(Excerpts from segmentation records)
** begin **

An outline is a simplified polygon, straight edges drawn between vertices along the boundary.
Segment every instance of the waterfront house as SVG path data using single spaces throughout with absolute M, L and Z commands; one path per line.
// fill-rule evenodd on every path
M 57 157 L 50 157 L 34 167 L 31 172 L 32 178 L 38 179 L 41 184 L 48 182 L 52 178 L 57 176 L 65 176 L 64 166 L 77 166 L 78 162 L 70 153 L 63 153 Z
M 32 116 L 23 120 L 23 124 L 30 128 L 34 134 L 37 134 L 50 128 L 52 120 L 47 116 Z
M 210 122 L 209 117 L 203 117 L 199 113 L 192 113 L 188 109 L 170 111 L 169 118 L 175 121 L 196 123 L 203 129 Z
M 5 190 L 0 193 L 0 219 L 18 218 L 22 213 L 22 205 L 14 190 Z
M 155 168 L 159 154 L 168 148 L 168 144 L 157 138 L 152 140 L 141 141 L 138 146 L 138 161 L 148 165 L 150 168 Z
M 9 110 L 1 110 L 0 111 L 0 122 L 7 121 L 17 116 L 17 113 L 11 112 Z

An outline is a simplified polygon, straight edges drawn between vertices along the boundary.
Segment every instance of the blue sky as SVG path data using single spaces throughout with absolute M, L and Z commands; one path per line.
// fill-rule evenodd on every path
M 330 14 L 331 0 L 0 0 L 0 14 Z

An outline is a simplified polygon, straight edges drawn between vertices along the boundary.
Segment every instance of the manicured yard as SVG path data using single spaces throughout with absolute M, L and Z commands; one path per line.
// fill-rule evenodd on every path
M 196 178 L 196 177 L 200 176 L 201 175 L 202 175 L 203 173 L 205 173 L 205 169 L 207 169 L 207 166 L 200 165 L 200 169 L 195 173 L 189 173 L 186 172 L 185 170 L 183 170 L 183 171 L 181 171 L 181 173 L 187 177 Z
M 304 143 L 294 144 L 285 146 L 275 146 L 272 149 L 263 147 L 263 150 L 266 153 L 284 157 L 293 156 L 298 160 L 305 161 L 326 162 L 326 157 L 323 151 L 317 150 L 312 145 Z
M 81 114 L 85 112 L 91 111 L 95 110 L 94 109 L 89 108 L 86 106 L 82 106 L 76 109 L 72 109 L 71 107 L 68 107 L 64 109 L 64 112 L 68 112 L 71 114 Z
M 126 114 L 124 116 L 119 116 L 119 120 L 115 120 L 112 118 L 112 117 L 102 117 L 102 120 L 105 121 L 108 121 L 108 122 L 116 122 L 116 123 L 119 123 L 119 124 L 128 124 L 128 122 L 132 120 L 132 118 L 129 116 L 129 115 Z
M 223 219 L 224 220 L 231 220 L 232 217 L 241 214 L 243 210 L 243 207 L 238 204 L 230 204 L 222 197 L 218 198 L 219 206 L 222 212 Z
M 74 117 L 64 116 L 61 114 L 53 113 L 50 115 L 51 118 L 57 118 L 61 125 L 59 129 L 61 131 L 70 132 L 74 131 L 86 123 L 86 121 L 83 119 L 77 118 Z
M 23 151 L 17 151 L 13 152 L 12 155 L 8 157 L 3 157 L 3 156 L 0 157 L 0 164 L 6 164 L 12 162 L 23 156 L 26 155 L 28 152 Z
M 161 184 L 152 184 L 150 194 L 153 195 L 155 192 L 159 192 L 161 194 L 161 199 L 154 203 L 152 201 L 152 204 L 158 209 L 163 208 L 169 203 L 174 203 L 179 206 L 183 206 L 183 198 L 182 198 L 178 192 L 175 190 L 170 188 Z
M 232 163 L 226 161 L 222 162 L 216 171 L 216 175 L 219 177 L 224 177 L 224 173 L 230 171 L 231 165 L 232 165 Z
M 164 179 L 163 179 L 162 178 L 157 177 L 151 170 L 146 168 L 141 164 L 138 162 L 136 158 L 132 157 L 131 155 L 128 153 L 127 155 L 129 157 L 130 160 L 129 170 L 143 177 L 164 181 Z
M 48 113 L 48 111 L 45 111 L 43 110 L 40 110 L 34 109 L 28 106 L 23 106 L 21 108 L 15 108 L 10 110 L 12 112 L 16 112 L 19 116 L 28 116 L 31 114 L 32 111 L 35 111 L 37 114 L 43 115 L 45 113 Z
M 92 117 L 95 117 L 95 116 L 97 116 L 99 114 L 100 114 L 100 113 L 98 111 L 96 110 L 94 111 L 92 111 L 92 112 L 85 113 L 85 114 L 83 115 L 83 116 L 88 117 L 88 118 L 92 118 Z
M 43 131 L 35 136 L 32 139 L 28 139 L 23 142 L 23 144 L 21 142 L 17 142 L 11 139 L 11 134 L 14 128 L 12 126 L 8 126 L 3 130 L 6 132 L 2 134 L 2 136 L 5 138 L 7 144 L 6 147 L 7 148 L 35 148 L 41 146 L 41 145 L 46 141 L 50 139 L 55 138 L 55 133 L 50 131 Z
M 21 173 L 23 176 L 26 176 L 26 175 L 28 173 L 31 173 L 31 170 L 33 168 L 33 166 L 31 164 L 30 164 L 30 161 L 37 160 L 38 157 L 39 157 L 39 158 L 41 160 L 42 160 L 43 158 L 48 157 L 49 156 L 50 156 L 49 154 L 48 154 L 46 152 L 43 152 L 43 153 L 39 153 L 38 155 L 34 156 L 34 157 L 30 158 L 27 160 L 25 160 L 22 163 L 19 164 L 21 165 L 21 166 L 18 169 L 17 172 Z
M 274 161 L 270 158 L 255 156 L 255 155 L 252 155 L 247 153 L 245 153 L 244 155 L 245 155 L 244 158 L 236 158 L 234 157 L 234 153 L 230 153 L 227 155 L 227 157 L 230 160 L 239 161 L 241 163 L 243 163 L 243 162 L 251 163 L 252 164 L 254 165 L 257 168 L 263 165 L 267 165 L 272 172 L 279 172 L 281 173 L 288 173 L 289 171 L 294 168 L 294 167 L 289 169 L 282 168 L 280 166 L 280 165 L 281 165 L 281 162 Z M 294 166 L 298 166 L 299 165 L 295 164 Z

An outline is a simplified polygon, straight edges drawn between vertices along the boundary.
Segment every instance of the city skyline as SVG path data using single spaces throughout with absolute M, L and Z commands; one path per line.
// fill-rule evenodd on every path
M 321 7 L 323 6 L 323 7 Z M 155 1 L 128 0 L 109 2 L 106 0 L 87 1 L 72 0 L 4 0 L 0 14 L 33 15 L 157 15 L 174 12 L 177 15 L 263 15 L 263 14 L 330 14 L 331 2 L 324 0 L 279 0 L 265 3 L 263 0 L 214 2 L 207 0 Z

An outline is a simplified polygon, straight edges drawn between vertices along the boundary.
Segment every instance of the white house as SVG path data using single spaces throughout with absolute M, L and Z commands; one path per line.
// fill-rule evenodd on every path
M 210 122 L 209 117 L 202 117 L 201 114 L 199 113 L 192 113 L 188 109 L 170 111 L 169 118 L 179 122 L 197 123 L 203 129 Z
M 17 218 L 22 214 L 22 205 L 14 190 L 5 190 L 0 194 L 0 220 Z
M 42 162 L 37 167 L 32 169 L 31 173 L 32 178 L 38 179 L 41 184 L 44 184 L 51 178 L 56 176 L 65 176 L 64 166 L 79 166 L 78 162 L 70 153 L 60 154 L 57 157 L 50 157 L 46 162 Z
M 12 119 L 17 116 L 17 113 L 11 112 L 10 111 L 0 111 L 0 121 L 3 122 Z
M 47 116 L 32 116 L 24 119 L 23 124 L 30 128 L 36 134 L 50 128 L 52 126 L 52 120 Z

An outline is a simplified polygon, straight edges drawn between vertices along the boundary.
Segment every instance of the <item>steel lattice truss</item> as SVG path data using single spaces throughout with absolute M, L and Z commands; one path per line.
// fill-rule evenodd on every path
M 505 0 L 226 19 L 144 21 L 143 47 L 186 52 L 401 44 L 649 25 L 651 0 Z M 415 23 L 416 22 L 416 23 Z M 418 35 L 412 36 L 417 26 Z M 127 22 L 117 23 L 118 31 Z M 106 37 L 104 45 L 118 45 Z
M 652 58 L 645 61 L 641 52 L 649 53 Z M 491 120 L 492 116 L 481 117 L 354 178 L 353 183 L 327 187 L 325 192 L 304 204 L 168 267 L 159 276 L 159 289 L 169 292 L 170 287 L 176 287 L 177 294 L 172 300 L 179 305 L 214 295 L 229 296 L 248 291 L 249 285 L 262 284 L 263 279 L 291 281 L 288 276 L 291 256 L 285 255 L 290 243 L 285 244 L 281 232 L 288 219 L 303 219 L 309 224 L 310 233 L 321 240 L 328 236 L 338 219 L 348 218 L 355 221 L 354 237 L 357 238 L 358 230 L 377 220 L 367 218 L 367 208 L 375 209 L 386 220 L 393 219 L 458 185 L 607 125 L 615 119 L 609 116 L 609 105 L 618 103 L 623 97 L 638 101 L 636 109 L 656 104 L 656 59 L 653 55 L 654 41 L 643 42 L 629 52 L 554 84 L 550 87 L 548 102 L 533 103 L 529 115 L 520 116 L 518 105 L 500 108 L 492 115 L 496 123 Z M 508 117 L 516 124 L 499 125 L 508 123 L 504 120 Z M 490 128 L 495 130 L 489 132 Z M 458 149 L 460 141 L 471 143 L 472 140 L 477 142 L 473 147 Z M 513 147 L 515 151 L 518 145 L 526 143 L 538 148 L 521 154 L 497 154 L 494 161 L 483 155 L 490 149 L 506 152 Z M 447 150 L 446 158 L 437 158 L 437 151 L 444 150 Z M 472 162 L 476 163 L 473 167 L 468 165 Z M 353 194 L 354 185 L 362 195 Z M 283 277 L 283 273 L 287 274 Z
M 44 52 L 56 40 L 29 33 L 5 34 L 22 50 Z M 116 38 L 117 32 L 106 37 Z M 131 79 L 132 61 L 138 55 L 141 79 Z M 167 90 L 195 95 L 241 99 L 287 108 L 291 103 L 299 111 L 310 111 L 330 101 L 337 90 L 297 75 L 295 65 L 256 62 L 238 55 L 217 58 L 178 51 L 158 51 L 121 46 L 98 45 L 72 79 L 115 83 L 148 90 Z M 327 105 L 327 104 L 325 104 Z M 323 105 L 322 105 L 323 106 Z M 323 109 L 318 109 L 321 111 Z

** end **

Find every line in the items above that contains the string "throughout" and copy each of those lines.

Segment every instance of the waterfront house as SVG path data using single spaces throughout with absolute M, L and Z commands; one path per line.
Segment every instance of the blue sky as SVG path data using single spaces throughout with absolute M, L and Z commands; one path per line.
Segment every instance of the manicured yard as SVG path data using single spaces throughout with absolute M, L and Z commands; one path per line.
Segment every instance of the city skyline as SVG path data using single spaces throughout with absolute M, L and Z commands; one path per line.
Segment every instance of the white house as SVG path data using single spaces throughout with absolute M, L and Z commands; one path per line.
Segment every instance of the <item>steel lattice truss</item> as SVG path data using single spaces throughout with absolute M, L and Z commands; one path per line.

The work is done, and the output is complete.